> Required work:
Your task is to repeat the entries word for word while leaving out the pictures.

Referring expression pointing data
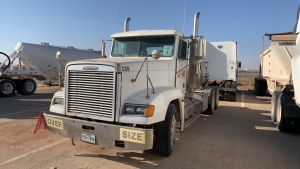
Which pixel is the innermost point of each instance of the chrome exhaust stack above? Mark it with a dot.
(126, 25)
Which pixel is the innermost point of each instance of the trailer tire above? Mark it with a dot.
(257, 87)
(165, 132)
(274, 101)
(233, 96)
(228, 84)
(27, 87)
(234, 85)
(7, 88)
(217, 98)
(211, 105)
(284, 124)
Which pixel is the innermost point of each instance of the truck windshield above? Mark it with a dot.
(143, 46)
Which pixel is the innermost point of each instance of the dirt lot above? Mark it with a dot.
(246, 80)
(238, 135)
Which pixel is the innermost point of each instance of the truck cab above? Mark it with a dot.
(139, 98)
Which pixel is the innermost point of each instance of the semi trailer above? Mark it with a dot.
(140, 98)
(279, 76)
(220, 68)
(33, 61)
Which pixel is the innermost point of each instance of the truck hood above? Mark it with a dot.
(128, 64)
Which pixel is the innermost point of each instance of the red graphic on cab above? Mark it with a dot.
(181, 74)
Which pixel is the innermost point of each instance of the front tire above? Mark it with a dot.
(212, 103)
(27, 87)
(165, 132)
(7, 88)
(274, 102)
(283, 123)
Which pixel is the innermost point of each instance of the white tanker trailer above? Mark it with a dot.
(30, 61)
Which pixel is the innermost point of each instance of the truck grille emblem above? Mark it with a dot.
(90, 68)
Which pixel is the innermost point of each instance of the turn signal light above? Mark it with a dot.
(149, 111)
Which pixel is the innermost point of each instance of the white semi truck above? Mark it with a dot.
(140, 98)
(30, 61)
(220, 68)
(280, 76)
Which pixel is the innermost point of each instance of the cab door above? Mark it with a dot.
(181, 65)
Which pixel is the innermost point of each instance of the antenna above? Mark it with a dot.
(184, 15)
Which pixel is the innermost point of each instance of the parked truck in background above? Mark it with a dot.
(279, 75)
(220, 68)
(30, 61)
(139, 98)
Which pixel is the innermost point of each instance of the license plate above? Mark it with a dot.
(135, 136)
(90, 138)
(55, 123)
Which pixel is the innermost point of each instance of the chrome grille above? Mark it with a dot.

> Response area:
Which pixel is the innermost point of each instance of the chrome exhaust stack above? Mark it with a dot.
(126, 25)
Which pixel is the innermost point of each instance of the trailer tire above? Mark it with a dot.
(257, 87)
(165, 132)
(274, 101)
(233, 96)
(228, 84)
(27, 87)
(234, 85)
(7, 88)
(217, 98)
(211, 105)
(284, 124)
Which pixel is the innermost point of each instance of the truck windshield above? Mark it with a dot.
(143, 46)
Which pixel is the innermost point of each instance of the dirt lot above? Mark it with a dot.
(246, 80)
(238, 135)
Which pixel is the innermost point of each instance of the truck cab above? Mark it with a dot.
(139, 98)
Which pixel is the innermost point of each instance of the semi trailer above? Mark it with a dot.
(140, 98)
(279, 76)
(220, 68)
(33, 61)
Which pixel is the innermost point of each instance of the truck hood above? Mark it with a dot.
(128, 64)
Which pixel is the innermost point of each instance of the red graphic on cab above? Mark it with a dot.
(181, 74)
Which pixel is the innermost point of each instance of the front tire above? Mark it with a dot.
(212, 103)
(27, 87)
(165, 132)
(7, 88)
(274, 102)
(283, 123)
Which pixel is the innermost point of each instance of the white tanker trailer above? Mark it with a dot.
(30, 61)
Which pixel is the innermost point of each instance of the truck grille emblem above? Mark it with a dot.
(90, 68)
Which pixel is the innermost point of each instance of the turn signal light above? Mark it with a dot.
(149, 111)
Which pixel is the innermost point of each instance of the white semi truck above? Mark it with a dot.
(140, 98)
(30, 61)
(220, 68)
(280, 76)
Which pixel is the innermost point of each instance of the cab door above? Mark it with a dot.
(181, 65)
Which pixel is the innermost point of each instance of the antenna above? Mark it with a dot.
(184, 15)
Which pixel is the innermost point of each instance of the parked truck in background above? Mark it with a dot.
(279, 75)
(220, 68)
(30, 61)
(139, 98)
Which pixel is the innermost point of each instance of the license plate above? Mark it with a dot.
(135, 136)
(90, 138)
(55, 123)
Which pixel is the innermost point of each instance of the chrome grille above? Mark it with a dot.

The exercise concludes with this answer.